## Texto em estudo
Sem saber que algum dia eu iria publicar um livro, ela me inspirou a conseguir terminar de escrevê-lo.
Agradecimentos
Ao Luiz, meu companheiro de existência, pela construção de uma vida juntos, pelas pausas e palavras de conforto. Por encorajar a publicação deste livro. Pela vida vivida com amor e entusiasmo, por compartilhar sonhos e planos.
Aos meus pais e meu irmão, por serem simplesmente quem são. Pela conexão nos entremeios da distância e do tempo. Pelas apostas e pelos investimentos nas minhas formações pessoal e profissional. Pela transmissão do amor.
Ao Charles Lang, pelas contribuições preciosas ao longo dos anos, por aceitar meu convite para escrever o prefácio deste livro. Sou grata pela parceria nas escritas, pelo apoio. Pela abertura para as interfaces entre psicanálise, desconstrução, literatura. Pela conversa infinita.
À Fabricia Walace, por transmitir um ensino apaixonado pela literatura. Pelas aulas instigantes, por me inspirar. Agradeço pela acolhida ao meu convite para escrever a sinopse deste livro.

## Sua tarefa
No texto em estudo, quem aceitou o convite para escrever o prefácio do livro? Baseie-se apenas no texto em estudo.

## Dados brutos

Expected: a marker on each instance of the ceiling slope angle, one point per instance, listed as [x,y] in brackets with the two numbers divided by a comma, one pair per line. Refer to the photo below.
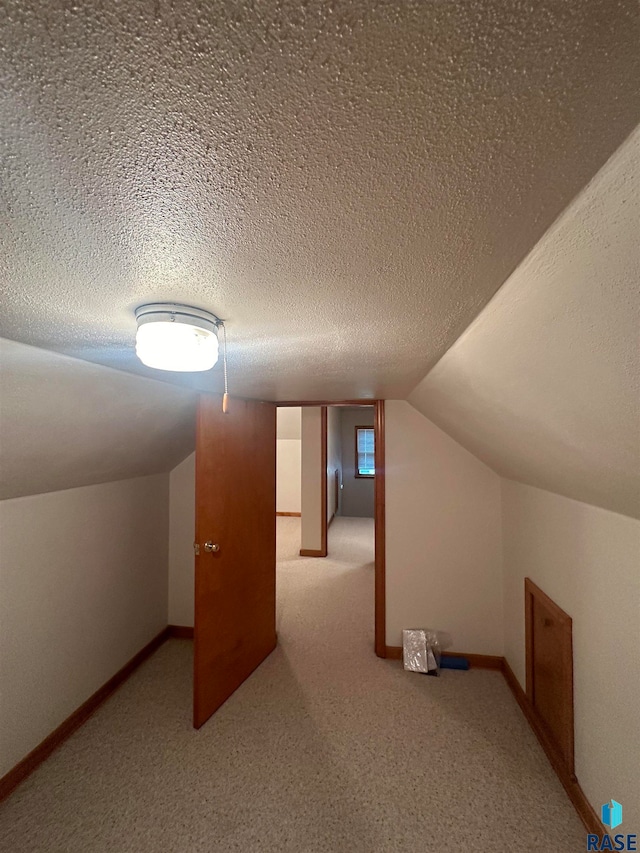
[67,423]
[544,386]
[347,185]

## Resposta esperada
Charles Lang.